#### How to complete this task:
Word for word, set down the entries below.

#### Supplied information:
┌────────

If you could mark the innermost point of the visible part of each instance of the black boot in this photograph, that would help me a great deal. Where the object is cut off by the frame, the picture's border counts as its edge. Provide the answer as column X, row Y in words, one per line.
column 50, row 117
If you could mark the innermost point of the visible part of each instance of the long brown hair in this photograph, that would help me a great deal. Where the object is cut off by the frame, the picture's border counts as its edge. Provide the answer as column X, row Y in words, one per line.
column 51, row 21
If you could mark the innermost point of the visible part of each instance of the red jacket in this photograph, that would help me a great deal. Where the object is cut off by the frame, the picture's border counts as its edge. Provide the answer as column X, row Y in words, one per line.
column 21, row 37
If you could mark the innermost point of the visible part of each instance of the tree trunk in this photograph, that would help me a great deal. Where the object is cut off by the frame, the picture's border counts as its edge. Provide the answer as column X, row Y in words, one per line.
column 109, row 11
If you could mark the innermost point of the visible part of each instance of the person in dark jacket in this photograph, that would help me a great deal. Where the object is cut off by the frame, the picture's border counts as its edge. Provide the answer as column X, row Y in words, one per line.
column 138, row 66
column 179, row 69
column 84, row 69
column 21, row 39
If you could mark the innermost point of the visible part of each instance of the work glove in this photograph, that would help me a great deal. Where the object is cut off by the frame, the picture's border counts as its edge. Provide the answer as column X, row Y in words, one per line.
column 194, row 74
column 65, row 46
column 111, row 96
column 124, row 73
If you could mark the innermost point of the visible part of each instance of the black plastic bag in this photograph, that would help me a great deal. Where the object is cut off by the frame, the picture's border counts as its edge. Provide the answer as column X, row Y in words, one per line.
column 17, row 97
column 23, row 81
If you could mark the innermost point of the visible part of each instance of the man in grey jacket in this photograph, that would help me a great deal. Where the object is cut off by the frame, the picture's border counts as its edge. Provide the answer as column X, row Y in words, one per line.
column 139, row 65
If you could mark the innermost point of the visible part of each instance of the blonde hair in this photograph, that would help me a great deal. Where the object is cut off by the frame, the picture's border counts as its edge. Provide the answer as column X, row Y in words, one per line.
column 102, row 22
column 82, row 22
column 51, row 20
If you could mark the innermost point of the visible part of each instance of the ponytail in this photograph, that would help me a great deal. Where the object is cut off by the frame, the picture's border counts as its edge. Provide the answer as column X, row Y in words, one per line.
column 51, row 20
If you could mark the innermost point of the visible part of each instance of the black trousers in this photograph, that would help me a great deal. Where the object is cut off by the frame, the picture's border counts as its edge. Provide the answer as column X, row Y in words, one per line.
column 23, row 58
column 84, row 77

└────────

#### Answer for the task:
If you could mark the innermost point of the visible part of each instance of the black boot in this photograph, that would help me a great deal. Where the object is cut off by the frame, the picture's border counts as its edge. Provide the answer as column X, row Y in words, one per line.
column 50, row 117
If you could mark the innermost point of the visible part of each instance of the long brown hair in this photograph, that would help me a great deal. Where the object is cut off by the frame, the picture's border counts as its edge. Provide the answer as column X, row Y in words, one per line.
column 51, row 21
If you could mark the innermost point of the visible part of each instance of the red jacket in this photograph, that would help me a great deal. Where the object is cut off by the frame, the picture's border counts as its edge. Provide the answer as column X, row Y in words, one per line.
column 21, row 37
If you could mark the innermost point of the visible part of each instance of the tree trunk in this photograph, that would help me a great deal. Where the object is cut off by the frame, the picture's border counts as its edge. Provide the answer as column X, row Y in words, one per line.
column 109, row 11
If you could mark the innermost point of the visible part of each instance of the person in dark jacket in this photograph, that would help me a great deal. Where the object is cut off by the frame, the picture's border counts as its edge. Provide the answer as column X, row Y in words, one per line.
column 138, row 66
column 179, row 69
column 84, row 69
column 21, row 39
If you could mark the innermost point of the visible part of each instance of the work glove in this photograph, that would help me a great deal. Where the object is cut off by the frame, the picture's border counts as its edge. Provide the answer as column X, row Y in words, one per line.
column 194, row 74
column 65, row 46
column 111, row 96
column 124, row 73
If you could mark the innermost point of the visible part of each instance of the black plastic bag in this photograph, that would help me a great deal. Where the object is cut off by the frame, the picture's border counts as its edge. Provide the answer as column X, row Y in words, one per line.
column 17, row 97
column 23, row 81
If you could mark the innermost point of the visible part of each instance of the man in grey jacket in this photograph, that would help me a great deal. Where the object is cut off by the frame, the picture's border counts as its edge. Provide the answer as column X, row Y in words, one per line.
column 139, row 65
If you could mark the innermost point of the visible part of each instance of the blonde hair in this photograph, that would help me a great deal. Where the object is cut off by the frame, the picture's border counts as its edge. Provide the answer as column X, row Y in words, one per line.
column 102, row 22
column 82, row 22
column 51, row 20
If you could mark the innermost point of the visible part of each instance of the ponytail in this photograph, that would help me a great deal. Where the object is cut off by the frame, the picture's border counts as its edge. Provide the answer as column X, row Y in words, one per line.
column 51, row 20
If you could mark the innermost point of the visible part of each instance of the black trousers in this photograph, that would help me a great deal. Where the object is cut off by the frame, the picture's border counts as its edge. Provide the answer as column X, row Y in words, one per line.
column 23, row 58
column 84, row 77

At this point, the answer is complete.